[Saved entries]
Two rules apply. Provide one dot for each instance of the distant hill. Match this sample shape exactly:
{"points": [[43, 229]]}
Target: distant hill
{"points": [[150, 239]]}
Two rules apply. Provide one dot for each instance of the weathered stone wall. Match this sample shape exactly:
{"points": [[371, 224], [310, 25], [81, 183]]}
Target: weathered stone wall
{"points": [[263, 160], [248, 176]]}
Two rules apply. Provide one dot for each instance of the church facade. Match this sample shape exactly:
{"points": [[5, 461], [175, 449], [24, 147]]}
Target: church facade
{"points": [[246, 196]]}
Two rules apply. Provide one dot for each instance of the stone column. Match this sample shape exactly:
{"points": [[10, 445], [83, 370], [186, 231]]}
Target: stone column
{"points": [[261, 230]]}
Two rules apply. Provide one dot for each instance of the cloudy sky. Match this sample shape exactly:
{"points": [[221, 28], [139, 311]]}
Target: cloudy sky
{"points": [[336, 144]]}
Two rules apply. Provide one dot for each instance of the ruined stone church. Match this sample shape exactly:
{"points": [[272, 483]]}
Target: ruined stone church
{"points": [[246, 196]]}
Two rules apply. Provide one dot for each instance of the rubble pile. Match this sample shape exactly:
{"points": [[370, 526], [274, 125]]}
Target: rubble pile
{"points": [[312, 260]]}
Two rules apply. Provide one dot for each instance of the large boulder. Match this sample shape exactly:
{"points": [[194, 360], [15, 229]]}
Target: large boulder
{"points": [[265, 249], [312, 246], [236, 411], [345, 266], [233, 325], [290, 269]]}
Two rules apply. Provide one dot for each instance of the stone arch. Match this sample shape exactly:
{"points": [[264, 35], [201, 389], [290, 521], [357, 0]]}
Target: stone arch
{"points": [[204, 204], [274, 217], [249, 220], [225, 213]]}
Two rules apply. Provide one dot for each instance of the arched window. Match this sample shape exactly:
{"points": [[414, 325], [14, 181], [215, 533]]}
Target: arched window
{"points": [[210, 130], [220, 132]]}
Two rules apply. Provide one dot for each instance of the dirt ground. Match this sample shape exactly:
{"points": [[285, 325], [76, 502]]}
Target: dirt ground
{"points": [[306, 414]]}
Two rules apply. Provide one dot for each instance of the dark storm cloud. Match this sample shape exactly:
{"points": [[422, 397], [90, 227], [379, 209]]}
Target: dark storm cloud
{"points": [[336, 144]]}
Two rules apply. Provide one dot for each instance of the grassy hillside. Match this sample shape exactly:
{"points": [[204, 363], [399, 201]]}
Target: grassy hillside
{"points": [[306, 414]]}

(WHAT IS EXPECTED)
Transcribe all entries exactly as they are given.

(EXERCISE ANSWER)
Two rules apply. Provide one dot for each instance of the distant hill. Match this sample shape exactly:
{"points": [[43, 229]]}
Target: distant hill
{"points": [[150, 239]]}
Two rules apply. Provide one dot for each instance of the weathered stone wall. Match this sample shape exactly:
{"points": [[371, 224], [310, 25], [81, 183]]}
Target: weathered stone wall
{"points": [[263, 160], [248, 176]]}
Two rules apply. Provide one dot for each instance of the church facade. Match this sample shape exactly:
{"points": [[5, 461], [175, 449], [24, 147]]}
Target: church facade
{"points": [[246, 196]]}
Two rules apply. Provide one dot for each instance of the stone column. Match this sample shape exactly:
{"points": [[10, 445], [83, 370], [186, 231]]}
Target: stone column
{"points": [[261, 230]]}
Two rules apply. Provide one dot for each instance of the cloudy sky. Match this sample shape exactly:
{"points": [[221, 28], [139, 311]]}
Target: cloudy sky
{"points": [[336, 144]]}
Two rules apply. Provide one dot for each instance of the ruined stone church. Match this sample shape exactly:
{"points": [[272, 483]]}
Target: ruined stone church
{"points": [[246, 196]]}
Two rules apply. Provide one dot for each instance of the rubble pile. Match this sample shape exactly:
{"points": [[370, 526], [274, 125]]}
Target: rubble pile
{"points": [[312, 260]]}
Two rules apply. Provide one dot for each instance of the large boulder. Match this sample shape exactly:
{"points": [[194, 360], [15, 229]]}
Target: large boulder
{"points": [[265, 249], [312, 246], [236, 411], [345, 266], [233, 325], [290, 269]]}
Two rules apply. Provide one dot for each instance of the stone arch. Match this sample shape exactly:
{"points": [[264, 35], [201, 389], [290, 521], [357, 0]]}
Target: stone arch
{"points": [[204, 204], [274, 217], [249, 220], [225, 213]]}
Two rules apply. Provide one dot for each instance of the arched window. Match this sample shape exactly:
{"points": [[414, 325], [14, 181], [215, 533]]}
Target: arched window
{"points": [[210, 130], [220, 132]]}
Two rules apply. Provide one dot for each instance of the dirt ground. Match this sample shape exactly:
{"points": [[285, 325], [76, 502]]}
Target: dirt ground
{"points": [[306, 414]]}
Two rules apply. Provide one dot for each instance of the dark storm cloud. Match this sample shape exactly:
{"points": [[422, 397], [90, 227], [379, 209]]}
Target: dark storm cloud
{"points": [[336, 144]]}
Two rules apply. Provide one dot for each instance of the grassy hillside. Match this sample shape exactly:
{"points": [[204, 363], [399, 201]]}
Target: grassy hillside
{"points": [[306, 414]]}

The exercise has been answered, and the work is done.